- **EXCERPT PROVIDED**:

This lesson is an important one, and I don't want her to be appreciative only for the sake of the other person or just because I tell her to. Understanding the value of a gesture, the connection created by even the smallest token from one friend to another, beyond even the common decency of appreciation are the bonds we make in giving.

Giving and getting gratitude I think is one of the great joys of interacting with other humans. She must know this, she's forever making cards and little gifts for people with so much care. When I asked her at Christmas to draw something for the mailman she wrote, "I love you because you bring the mail." It was a bit over the top but clearly she's not a sociopath. She can be so thoughtful.

If you do it right, there's equal joy on either side of gratitude. I think sometimes she gets it, but maybe at 5 I'm expecting too much.

I Almost Broke My New Year's Resolution Writing This

Sunday, January 05, 2014

I never officially plan to make a New Year's resolution. When I have, they've not been very original: eat less junk, be kinder, workout more. I think the problem is that I'm not displeased enough. I like me, I'm easily contented.

- **LIST OF TASKS**:
1. Answer these from the excerpt:
(a) What did she write when asked to draw something for the mailman?
(b) What age does the excerpt give for her?
(c) What date appears above the paragraph about New Year's resolutions?
2. From the excerpt, return the stretch from "Giving and getting" through "be so thoughtful." word for word.
3. Say whether each statement agrees with the excerpt, quoting the words that decide it:
(a) The writer usually sets out to make a New Year's resolution.
(b) The request to draw something for the mailman came at Christmas.
(c) Working out more has been one of the writer's past resolutions.

(Data records)
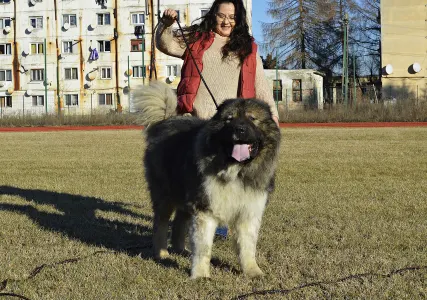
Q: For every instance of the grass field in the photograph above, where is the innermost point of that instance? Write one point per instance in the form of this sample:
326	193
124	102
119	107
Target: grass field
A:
348	220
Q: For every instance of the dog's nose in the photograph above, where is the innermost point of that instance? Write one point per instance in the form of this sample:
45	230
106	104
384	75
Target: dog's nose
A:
240	129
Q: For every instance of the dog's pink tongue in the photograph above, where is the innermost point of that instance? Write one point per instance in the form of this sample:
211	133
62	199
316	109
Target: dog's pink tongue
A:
241	152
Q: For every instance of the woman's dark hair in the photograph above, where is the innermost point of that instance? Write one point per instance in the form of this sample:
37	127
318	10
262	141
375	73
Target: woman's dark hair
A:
240	42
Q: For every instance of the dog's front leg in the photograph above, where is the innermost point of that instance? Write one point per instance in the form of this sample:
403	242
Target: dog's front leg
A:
202	235
247	228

- **RESPONSES FOR EACH TASK**:
1.
(a) "I love you because you bring the mail."
(b) 5
(c) Sunday, January 05, 2014

2.
Giving and getting gratitude I think is one of the great joys of interacting with other humans. She must know this, she's forever making cards and little gifts for people with so much care. When I asked her at Christmas to draw something for the mailman she wrote, "I love you because you bring the mail." It was a bit over the top but clearly she's not a sociopath. She can be so thoughtful.

3.
(a) No: "I never officially plan to make a New Year's resolution."
(b) Yes: "When I asked her at Christmas to draw something for the mailman"
(c) Yes: "eat less junk, be kinder, workout more"